* TASK:
According to the COVID update, how many ICU patients were there throughout the state?

* GIVEN TEXT:
We “only” had 5,318 new cases today, but we’ll see how things shake out post-holiday.
We did hit, yet again, a new record high for hospitalizations with 8,698.
I hadn’t reported on this, but we have a record number of ICU patients as well, with 2,517 throughout the state.
Harris County continues to see a higher percentage of their ICU census coming from COVID patients.
Looking at a breakdown of the state’s Trauma Service Areas, here’s how we looked on June 1st, June 15th, July 1, and July 6 for total hospitalizations:
Lower Rio Grande Valley
Amarillo and El Paso were known hotspots early—Amarillo because of the meatpacking plants. Both areas were part of the delayed group of counties that reopened about a week later than the rest of the state.
From hospitalizations, it does appear there are areas of the state hit harder than others, which is probably part of the hesitancy from some on the state level to act. I guess that’s fine (it isn’t), but not giving local officials any ability to act either doesn’t jive with me.
Of course, areas like Brewster County, TX has a population of ~9800 and now has 140 cases. That per capita… Anyhow.
Williamson County (Round Rock/Georgetown)
I wanted to highlight Williamson County since they didn’t report numbers over the weekend.

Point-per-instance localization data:
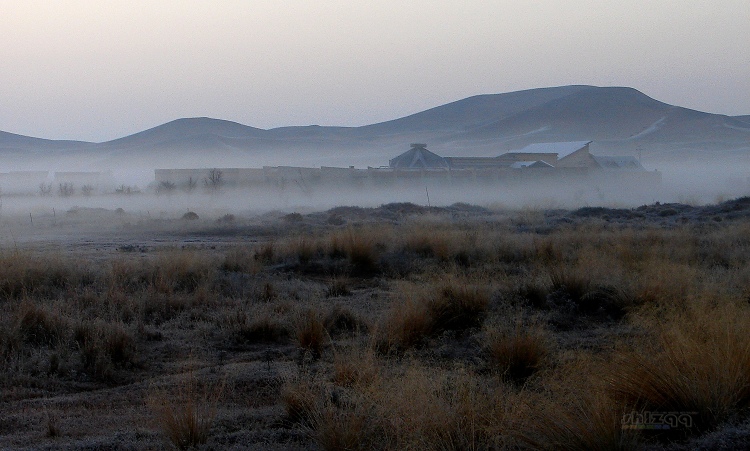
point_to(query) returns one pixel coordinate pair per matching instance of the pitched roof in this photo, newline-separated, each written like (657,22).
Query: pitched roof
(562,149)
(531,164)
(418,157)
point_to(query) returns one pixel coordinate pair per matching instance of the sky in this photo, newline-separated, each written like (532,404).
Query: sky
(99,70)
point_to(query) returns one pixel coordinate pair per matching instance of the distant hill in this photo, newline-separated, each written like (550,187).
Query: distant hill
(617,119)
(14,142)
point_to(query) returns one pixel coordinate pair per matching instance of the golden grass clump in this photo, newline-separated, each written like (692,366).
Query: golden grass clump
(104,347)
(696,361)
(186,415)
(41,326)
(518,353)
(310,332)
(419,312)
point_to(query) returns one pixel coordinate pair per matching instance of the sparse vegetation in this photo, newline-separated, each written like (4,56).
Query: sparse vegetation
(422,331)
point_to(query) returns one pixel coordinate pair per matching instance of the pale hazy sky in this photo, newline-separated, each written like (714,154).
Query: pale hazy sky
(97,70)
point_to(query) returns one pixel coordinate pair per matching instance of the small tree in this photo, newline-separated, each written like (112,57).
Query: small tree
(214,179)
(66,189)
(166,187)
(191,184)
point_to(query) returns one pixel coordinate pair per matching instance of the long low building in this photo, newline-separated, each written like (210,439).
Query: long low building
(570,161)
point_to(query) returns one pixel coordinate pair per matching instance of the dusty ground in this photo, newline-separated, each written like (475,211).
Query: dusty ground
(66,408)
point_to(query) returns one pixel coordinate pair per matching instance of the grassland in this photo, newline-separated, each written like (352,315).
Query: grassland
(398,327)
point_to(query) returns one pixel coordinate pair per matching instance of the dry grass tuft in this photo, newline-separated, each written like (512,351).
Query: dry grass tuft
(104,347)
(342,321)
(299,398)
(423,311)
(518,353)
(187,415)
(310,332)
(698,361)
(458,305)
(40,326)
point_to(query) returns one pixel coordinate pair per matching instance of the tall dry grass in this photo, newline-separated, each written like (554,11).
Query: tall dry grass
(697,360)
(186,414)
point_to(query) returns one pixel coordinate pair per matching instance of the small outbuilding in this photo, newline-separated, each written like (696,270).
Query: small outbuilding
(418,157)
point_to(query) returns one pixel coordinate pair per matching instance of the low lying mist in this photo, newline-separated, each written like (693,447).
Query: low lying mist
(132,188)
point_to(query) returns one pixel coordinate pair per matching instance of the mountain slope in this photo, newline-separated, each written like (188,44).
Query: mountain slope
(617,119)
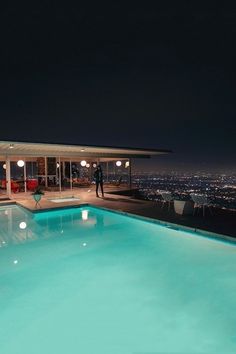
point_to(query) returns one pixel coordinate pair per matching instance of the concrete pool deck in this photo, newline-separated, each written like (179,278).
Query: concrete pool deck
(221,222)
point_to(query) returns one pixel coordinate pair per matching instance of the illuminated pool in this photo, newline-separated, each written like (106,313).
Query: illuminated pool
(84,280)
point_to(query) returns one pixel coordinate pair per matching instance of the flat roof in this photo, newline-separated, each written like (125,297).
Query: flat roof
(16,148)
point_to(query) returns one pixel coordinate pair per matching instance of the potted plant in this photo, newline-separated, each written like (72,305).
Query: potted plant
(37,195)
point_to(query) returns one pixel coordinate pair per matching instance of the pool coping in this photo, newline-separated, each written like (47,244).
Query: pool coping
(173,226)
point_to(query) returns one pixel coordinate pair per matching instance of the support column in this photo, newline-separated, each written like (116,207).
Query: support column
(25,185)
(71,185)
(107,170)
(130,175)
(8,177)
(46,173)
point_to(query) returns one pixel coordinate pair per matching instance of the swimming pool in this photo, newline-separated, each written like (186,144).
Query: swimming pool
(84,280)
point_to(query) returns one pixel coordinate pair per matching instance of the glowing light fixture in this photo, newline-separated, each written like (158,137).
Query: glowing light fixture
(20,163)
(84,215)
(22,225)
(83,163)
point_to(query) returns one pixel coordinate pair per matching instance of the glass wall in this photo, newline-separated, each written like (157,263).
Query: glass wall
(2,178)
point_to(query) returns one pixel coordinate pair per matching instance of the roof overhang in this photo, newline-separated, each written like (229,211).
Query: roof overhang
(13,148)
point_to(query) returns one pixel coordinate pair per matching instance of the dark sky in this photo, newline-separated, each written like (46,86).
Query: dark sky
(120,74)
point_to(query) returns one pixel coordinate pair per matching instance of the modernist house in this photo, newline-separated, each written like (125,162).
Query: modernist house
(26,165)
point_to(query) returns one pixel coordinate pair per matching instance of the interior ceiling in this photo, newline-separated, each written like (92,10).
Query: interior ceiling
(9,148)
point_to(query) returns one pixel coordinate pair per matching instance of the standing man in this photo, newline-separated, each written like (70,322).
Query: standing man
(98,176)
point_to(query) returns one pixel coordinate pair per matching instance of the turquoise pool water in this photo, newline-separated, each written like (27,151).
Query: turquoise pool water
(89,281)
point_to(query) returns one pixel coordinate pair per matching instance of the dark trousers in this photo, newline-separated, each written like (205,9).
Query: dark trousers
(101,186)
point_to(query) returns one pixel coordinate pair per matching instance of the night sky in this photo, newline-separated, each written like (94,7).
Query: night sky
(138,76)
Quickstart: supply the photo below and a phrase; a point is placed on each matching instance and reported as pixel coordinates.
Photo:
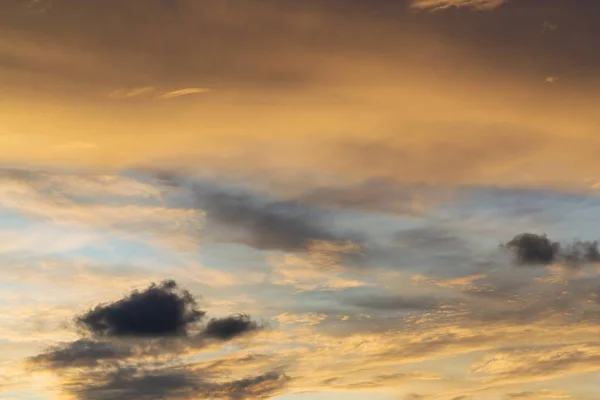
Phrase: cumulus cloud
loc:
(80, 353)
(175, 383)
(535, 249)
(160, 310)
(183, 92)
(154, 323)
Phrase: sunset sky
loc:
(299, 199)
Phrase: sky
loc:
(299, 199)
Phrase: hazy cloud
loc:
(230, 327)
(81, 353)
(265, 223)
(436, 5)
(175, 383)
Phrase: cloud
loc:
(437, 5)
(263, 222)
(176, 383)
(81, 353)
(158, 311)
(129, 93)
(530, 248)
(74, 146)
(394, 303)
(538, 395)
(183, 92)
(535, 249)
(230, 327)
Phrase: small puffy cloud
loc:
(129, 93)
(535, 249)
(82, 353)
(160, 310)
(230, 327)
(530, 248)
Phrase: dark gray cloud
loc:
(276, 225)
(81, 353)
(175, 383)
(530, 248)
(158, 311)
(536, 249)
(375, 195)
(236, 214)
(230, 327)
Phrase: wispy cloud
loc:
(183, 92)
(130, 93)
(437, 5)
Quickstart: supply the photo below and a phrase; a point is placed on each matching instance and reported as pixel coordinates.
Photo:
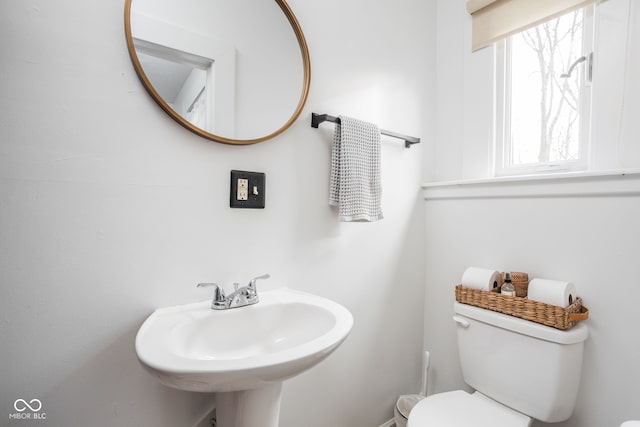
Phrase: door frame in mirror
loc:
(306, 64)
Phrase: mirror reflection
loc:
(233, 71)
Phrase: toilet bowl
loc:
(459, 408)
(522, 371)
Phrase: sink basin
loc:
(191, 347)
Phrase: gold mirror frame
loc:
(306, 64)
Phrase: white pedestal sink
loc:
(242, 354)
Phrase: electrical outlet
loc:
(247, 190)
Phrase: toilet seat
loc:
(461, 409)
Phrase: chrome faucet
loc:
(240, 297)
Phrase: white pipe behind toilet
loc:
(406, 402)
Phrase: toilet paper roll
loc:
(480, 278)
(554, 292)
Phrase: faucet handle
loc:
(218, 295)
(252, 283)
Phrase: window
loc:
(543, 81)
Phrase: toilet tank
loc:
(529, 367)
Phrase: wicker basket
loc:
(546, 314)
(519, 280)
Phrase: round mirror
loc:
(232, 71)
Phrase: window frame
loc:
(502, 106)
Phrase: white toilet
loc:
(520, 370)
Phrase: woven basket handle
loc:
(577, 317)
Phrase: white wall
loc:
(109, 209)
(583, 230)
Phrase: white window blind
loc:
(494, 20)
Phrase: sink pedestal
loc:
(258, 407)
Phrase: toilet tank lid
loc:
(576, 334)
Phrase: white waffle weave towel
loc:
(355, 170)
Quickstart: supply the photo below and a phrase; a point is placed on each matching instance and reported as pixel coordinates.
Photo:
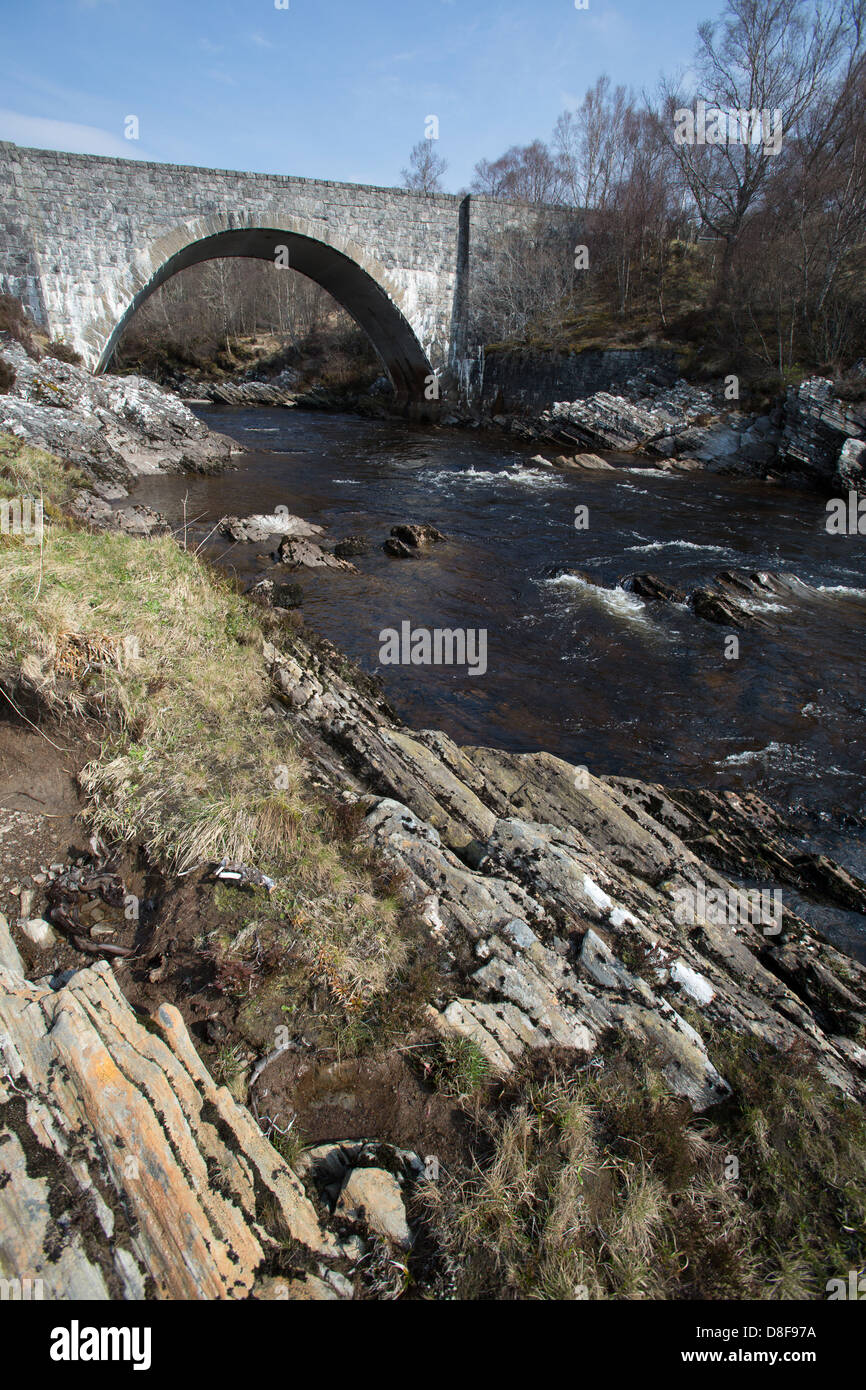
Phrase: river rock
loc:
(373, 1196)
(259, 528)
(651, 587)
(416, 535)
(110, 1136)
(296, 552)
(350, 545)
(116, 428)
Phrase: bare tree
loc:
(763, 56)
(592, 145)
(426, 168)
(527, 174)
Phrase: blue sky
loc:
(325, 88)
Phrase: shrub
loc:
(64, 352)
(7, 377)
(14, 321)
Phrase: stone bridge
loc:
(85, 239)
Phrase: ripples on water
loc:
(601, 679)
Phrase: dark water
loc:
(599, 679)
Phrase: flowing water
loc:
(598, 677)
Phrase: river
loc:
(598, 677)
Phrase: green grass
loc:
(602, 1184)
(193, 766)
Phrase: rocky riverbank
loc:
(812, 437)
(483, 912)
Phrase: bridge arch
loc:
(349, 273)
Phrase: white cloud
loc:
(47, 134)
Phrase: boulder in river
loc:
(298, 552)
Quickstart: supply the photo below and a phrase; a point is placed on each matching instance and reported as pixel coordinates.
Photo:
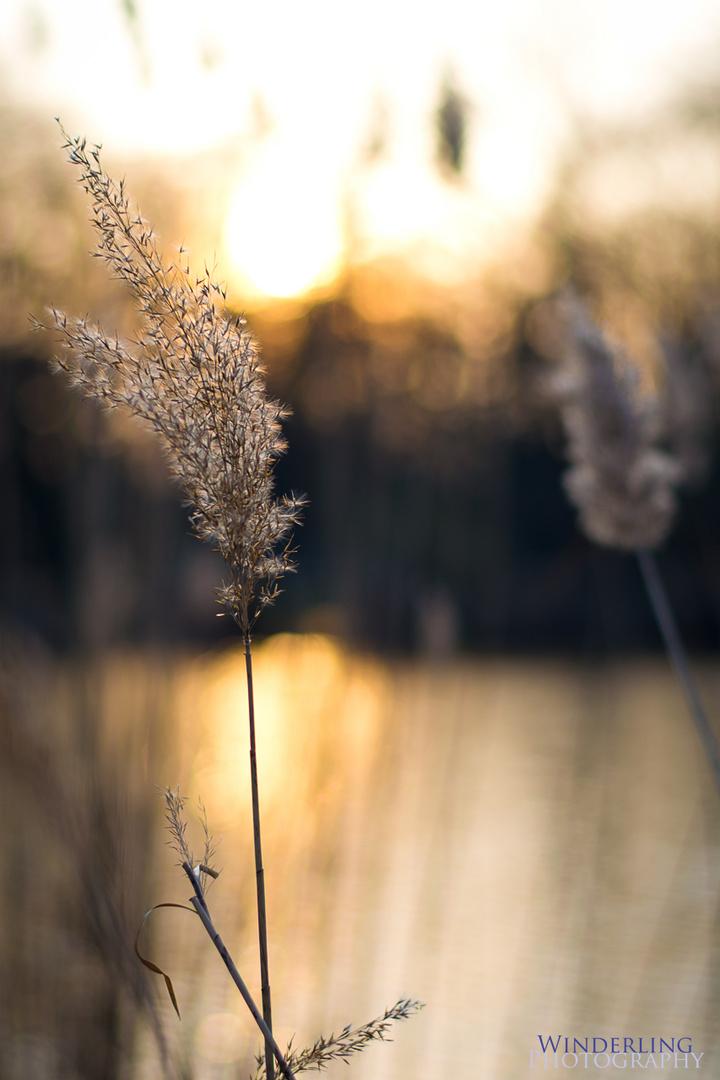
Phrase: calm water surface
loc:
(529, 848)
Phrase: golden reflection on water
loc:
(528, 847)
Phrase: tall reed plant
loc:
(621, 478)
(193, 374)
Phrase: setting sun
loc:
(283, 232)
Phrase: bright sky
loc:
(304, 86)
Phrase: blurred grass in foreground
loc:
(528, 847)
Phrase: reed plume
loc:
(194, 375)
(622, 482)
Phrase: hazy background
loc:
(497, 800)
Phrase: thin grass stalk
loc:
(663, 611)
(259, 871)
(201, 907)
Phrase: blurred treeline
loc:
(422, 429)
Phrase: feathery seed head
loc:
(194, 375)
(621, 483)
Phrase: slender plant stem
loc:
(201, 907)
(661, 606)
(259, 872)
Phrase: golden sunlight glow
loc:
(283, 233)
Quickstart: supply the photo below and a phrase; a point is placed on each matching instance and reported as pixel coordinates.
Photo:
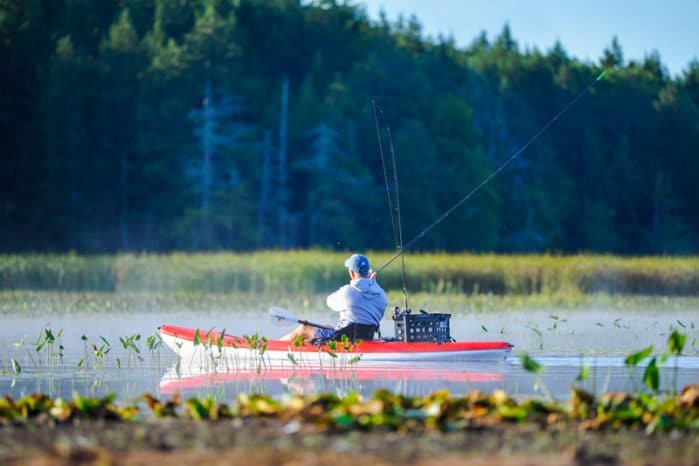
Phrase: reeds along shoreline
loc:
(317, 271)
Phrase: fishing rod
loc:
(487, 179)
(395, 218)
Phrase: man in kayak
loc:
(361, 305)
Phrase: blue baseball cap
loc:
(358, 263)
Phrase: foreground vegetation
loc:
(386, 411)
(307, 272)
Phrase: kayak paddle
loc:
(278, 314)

* ANSWER FOR THIS EXERCISE:
2,517